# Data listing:
########################################

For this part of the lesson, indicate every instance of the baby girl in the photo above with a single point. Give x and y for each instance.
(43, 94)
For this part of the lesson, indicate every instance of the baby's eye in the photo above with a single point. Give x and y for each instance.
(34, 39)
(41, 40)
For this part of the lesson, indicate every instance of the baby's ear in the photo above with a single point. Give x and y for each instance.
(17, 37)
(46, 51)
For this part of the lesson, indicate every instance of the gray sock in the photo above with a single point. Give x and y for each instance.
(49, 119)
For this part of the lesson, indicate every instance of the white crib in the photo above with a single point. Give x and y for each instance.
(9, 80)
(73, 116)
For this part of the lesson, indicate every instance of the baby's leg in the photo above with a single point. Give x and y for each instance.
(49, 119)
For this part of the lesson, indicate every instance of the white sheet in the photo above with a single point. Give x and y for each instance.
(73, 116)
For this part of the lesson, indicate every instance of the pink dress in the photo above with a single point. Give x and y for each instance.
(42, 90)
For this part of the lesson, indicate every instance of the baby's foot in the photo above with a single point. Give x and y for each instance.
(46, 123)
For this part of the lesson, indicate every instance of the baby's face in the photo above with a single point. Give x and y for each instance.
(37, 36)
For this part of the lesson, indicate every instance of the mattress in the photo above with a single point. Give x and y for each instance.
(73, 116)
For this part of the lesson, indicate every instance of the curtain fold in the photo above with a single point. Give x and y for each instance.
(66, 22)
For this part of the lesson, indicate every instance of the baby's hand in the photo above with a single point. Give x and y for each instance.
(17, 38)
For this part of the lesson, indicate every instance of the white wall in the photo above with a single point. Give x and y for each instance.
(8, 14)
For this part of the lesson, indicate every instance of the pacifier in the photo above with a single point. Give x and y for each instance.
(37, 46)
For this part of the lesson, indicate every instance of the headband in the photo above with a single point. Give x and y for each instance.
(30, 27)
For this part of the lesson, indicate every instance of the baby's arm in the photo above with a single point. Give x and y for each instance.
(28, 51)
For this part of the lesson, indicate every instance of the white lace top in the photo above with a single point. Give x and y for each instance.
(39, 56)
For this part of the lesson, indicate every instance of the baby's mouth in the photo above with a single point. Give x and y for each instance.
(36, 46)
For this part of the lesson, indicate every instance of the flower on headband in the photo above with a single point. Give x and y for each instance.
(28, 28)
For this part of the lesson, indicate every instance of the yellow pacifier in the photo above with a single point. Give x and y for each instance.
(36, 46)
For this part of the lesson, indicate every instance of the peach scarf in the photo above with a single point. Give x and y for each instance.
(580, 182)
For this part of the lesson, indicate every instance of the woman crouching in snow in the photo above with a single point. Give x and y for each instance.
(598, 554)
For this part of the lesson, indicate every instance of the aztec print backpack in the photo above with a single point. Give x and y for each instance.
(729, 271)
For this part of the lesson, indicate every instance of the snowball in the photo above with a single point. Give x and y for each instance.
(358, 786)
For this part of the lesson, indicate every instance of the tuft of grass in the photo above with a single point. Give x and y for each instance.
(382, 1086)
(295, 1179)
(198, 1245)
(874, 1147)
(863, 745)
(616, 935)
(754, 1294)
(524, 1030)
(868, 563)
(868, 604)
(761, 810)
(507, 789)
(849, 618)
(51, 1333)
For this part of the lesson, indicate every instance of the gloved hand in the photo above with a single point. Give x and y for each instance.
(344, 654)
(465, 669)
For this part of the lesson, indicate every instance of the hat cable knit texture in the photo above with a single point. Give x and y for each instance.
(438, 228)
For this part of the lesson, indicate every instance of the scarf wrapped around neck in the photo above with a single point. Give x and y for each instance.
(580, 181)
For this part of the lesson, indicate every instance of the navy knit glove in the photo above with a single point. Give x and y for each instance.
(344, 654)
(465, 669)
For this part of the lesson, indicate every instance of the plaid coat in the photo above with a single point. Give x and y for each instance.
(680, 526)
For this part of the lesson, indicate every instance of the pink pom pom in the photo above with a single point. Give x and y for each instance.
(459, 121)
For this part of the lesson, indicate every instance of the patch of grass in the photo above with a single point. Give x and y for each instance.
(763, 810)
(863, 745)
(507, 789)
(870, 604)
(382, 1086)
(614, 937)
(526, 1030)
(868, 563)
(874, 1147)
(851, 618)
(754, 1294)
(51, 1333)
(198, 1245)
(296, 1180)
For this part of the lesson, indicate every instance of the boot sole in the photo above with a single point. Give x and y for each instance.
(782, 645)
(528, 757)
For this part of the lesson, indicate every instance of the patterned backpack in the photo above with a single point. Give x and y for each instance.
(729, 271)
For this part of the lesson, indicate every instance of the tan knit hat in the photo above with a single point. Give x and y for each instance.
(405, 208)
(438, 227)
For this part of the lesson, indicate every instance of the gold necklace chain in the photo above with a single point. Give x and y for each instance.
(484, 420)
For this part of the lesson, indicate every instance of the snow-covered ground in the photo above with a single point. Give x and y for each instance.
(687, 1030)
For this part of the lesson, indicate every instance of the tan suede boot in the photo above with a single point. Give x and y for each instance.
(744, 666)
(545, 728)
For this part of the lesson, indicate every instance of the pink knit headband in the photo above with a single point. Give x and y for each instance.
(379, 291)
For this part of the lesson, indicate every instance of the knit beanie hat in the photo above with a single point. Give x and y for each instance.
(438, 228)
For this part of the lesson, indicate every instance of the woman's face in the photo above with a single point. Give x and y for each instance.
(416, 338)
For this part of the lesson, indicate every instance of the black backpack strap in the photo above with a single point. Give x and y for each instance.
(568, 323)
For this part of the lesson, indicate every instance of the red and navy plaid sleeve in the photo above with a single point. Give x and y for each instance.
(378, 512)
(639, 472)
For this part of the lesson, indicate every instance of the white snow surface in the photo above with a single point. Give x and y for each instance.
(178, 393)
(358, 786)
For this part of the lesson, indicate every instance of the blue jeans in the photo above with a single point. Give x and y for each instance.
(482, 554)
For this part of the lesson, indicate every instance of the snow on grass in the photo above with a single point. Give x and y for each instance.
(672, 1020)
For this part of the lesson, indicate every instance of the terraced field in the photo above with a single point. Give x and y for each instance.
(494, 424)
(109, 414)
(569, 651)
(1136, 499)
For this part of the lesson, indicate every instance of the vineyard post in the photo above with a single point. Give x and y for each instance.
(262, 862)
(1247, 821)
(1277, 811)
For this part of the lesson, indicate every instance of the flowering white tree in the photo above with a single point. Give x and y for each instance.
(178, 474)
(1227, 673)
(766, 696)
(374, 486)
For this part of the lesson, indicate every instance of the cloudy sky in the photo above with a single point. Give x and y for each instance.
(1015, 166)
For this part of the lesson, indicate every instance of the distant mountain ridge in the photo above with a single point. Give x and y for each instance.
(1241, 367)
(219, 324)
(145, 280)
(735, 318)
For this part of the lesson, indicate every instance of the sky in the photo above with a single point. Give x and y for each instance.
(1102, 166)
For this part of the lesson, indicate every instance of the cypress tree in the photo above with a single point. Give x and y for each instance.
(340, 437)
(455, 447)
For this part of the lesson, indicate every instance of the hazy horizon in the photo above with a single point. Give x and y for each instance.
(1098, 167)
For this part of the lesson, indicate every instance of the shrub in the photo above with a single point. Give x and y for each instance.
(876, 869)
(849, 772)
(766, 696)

########################################

# TASK DIRECTIONS:
Copy the material above, line for line.

# EXERCISE ANSWER:
For this part of the lesson, indicate every instance of the baby girl in the photo above with a single point. Give x and y for each instance.
(43, 94)
For this part of the lesson, indicate every instance of the baby's eye in the photo above with a single point. Give x and y for each instance.
(34, 39)
(41, 40)
For this part of the lesson, indicate every instance of the baby's ear in the photo above with a single point. Give x and y for each instance.
(17, 37)
(46, 51)
For this part of the lesson, indicate every instance of the gray sock in the photo above with a single point. Give x and y for each instance.
(49, 119)
For this part of the lesson, indicate every instance of the white crib in the photo above with a single point. Give x and y for each instance.
(9, 80)
(73, 116)
For this part of the lesson, indicate every instance of the baby's leg in the photo above with a single point. Give x and y for each instance.
(49, 119)
For this part of the lesson, indicate every instance of the white sheet in the photo above with a single point. Give x and y for each instance.
(73, 116)
For this part of the lesson, indicate every instance of the pink dress in the photo above with a single point. Give x and y for each instance.
(42, 90)
For this part of the lesson, indicate every instance of the baby's foot in the photo above with a single point. Give x and y for each instance.
(46, 123)
For this part of the lesson, indicate every instance of the baby's face in the photo above with a single point. Give x and y for each instance.
(37, 36)
For this part of the lesson, indicate every instance of the mattress in the photo above with a single point. Give x and y for each instance.
(73, 116)
For this part of the lesson, indicate every instance of the curtain fold in the photo above with a single point. Give x and y for each instance.
(66, 22)
For this part of the lesson, indicate every instance of the baby's hand in the photo above with a single point. Give x and y for each instance.
(17, 38)
For this part of the lesson, indicate every instance of the white wall in the photo above with a single point. Give x and y for each instance.
(8, 14)
For this part of the lesson, indicate every instance of the pacifier in the photo above with a single point. Give x and y for each instance.
(37, 46)
For this part of the lesson, indicate every instance of the headband in the photo above with a single point. Give x and y for each instance.
(30, 27)
For this part of the lesson, indicate every instance of the baby's arm in the photo above with a single point. Give x and y for each instance.
(28, 51)
For this part of the lesson, indicate every instance of the white lace top in the photo above with a single point. Give x and y for each instance.
(39, 56)
For this part of the lesson, indicate every instance of the baby's mouth in the photo above with a single point. Give x and y for each instance.
(36, 46)
For this part of the lesson, indicate every instance of the flower on headband in the photo above with a single point. Give x and y for each instance.
(28, 28)
For this part of the lesson, indicate every instance of the yellow pacifier in the photo above with a single point. Give x and y for each instance.
(36, 46)
For this part of the lesson, indicate every instance of the peach scarf in the photo above with a single point. Give x and y for each instance.
(580, 182)
For this part of the lesson, indicate every instance of the woman crouching in snow in the photo above with a single point. Give x and y for each instance.
(598, 554)
For this part of the lesson, indicate every instance of the aztec print backpack in the photo above with a single point. Give x and y for each instance.
(729, 271)
For this part of the lesson, indicate every instance of the snowball in the photo above with a single point. Give x and y for each instance.
(358, 786)
For this part of the lesson, indicate every instance of the tuft of grass in the photo above with a single point. Give x and y for each instance.
(382, 1086)
(295, 1179)
(198, 1245)
(874, 1147)
(863, 745)
(616, 935)
(754, 1294)
(524, 1030)
(868, 563)
(868, 604)
(761, 810)
(507, 789)
(849, 618)
(51, 1333)
For this part of the lesson, indicate every instance of the gloved hand in the photo above with a single point. Give x and y for each instance.
(344, 654)
(465, 669)
For this part of the lesson, indicate every instance of the hat cable knit texture in the photo above with a single point. Give x and y for each instance.
(438, 228)
For this part of the lesson, indicate every instance of the scarf wrapped around neck in the photo above with a single point. Give x and y for each instance.
(580, 181)
For this part of the lesson, indicate every instance of the navy knit glove in the photo above with a single point. Give x and y for each instance.
(344, 654)
(465, 669)
For this part of the lesson, indicate every instance of the plaid coat in the photo above with a single point. Give x and y for each instance.
(680, 526)
For this part of the lesson, indicate every instance of the pink pom pom in the photo above with a single point. Give x and y for each instance.
(459, 121)
For this part of the lesson, indicate every instance of the patch of grass in the photo above with a single point. Give x and y for each instance.
(763, 810)
(863, 745)
(507, 789)
(870, 604)
(382, 1086)
(614, 937)
(526, 1030)
(868, 563)
(874, 1147)
(851, 618)
(754, 1294)
(51, 1333)
(198, 1245)
(296, 1180)
For this part of the lesson, indicate every instance of the boot sole in the photo above with a single point. Give x and y for each instance.
(782, 645)
(528, 757)
For this part of the lesson, indicate every instance of the patterned backpack in the photo above with a single point. Give x and y for each instance.
(729, 271)
For this part of the lesson, indicate every instance of the tan knit hat in the photo above with a single point. Give x and y for each instance.
(405, 208)
(438, 227)
For this part of the lesson, indicate every instance of the gold necklace chain in the photo above with a single point. Give x and y for each instance.
(484, 420)
For this part of the lesson, indicate every instance of the snow-covered ground in the photo above with a single point. Give x and y for each instance.
(687, 1030)
For this part of the lesson, indicate every instance of the tan suede boot in the photo above with a single point. Give x and y for each instance.
(744, 666)
(545, 728)
For this part of the lesson, indicate every instance of the pink knit headband in the photo above with a single point. Give x and y for each instance.
(379, 291)
For this part of the lesson, indicate every instance of the knit beanie hat in the photo above with a single point. Give x and y for each instance.
(438, 228)
For this part of the lesson, indicate every instance of the woman's face in the photo above with a single point. Give x and y for each instance.
(416, 338)
For this part of the lesson, indicate every instance of the black backpack strap in the photo above with a single point. Give x and y for each instance.
(568, 323)
For this part of the lesson, indicate every instance of the red and navy plaid sleeve in the photo above with a single point. Give x and y for each instance.
(378, 512)
(639, 472)
For this part of the lesson, indicate every instance of the white snow surface in the photo above with a single point. Give x and y for each instance.
(178, 393)
(358, 786)
For this part of the lesson, indicate every instance of the blue jeans in the photo above with a single point. Give x and y for each instance.
(482, 554)
For this part of the lesson, indicate every instance of the snow on grass in the photo above with a single point. Give x and y for each instance.
(672, 1020)
For this part of the lesson, indicate every instance of the terraced field in the photo above with a single point. Give x and y for each instance.
(494, 424)
(109, 414)
(569, 651)
(1136, 499)
For this part of the lesson, indicate every instance of the vineyard post in the photo above with a single point. Give x and y for each instance.
(262, 862)
(1247, 821)
(1277, 811)
For this part of the lesson, indicate every instance of the flowering white tree in the photo above with a single point. Give x and y for each instance.
(178, 474)
(1227, 673)
(766, 696)
(374, 486)
For this part of the lesson, indicate every instance of the cloudy sky in the photo above with a single point. Give x and y for each instance.
(1015, 166)
For this part of the lesson, indicate every instance of the distant mountain ridge in the photo above with a single point. Give x and y for each instance.
(1241, 367)
(219, 324)
(145, 280)
(735, 318)
For this part of the lesson, indicate every instance of the sky in the photo above with a single point. Give x and y for each instance.
(1102, 166)
For this part of the lesson, indicate every instance of the cypress tree in the photo above with a single point. Give x and y for each instance.
(340, 437)
(455, 447)
For this part of the lesson, indicate every instance of the hazy horizon in the photo above with a single point. Give x and y for each instance.
(1098, 167)
For this part of the lesson, indicate every instance of the shrub in the photo above with a single point. Give x and y for each instance.
(876, 869)
(849, 772)
(766, 696)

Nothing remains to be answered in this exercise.